■ **WRITTEN EXERCISE**
Copy the records from the line that has "FIND: dark work pants" through the line that has "[619,331,683,415]", keeping every line in that span. Shift each box coordinate up by adding 77 to it.

■ **A run of records**
======
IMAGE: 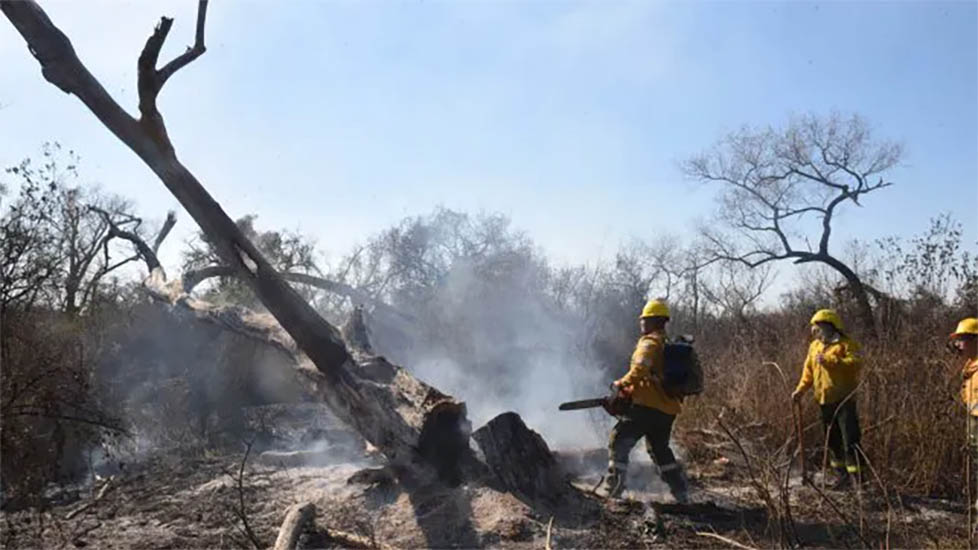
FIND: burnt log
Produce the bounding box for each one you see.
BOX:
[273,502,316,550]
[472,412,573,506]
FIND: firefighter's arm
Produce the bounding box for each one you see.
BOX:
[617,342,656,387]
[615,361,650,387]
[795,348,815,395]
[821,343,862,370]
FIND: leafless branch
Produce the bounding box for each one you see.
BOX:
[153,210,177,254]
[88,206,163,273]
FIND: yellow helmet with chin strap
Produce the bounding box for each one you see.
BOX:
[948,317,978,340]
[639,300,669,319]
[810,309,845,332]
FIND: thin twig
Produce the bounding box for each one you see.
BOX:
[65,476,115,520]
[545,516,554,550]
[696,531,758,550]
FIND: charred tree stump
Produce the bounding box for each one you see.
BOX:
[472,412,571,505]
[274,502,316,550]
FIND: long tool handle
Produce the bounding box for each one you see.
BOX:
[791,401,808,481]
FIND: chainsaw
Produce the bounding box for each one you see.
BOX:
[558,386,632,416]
======
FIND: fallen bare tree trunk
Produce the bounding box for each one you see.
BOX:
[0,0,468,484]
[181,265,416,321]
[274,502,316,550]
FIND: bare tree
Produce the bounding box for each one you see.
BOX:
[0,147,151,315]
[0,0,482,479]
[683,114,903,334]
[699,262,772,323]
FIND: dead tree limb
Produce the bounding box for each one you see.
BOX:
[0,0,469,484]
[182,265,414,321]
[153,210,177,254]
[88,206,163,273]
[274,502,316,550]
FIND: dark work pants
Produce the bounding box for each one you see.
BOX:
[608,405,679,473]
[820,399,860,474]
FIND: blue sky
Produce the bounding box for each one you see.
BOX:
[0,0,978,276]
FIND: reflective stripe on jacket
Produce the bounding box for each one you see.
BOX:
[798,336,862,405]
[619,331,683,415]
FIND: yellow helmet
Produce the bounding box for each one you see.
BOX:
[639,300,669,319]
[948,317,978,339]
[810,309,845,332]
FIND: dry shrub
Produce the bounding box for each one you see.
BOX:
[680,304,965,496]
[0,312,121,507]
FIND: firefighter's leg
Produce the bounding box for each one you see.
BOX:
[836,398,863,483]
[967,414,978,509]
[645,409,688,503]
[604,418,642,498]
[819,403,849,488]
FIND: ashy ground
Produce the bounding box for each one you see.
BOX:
======
■ **REPLY TO THE EXERCISE**
FIND: dark work pants
Produce the bounding box for each one you see.
BOX:
[685,482,756,550]
[897,476,937,551]
FIND: blue sky
Produce the bounding box for each one you see.
BOX:
[77,77,1055,353]
FIND: reflective stripe on jacket
Produce the bounding box for each one you see.
BOX:
[875,413,939,482]
[696,408,760,492]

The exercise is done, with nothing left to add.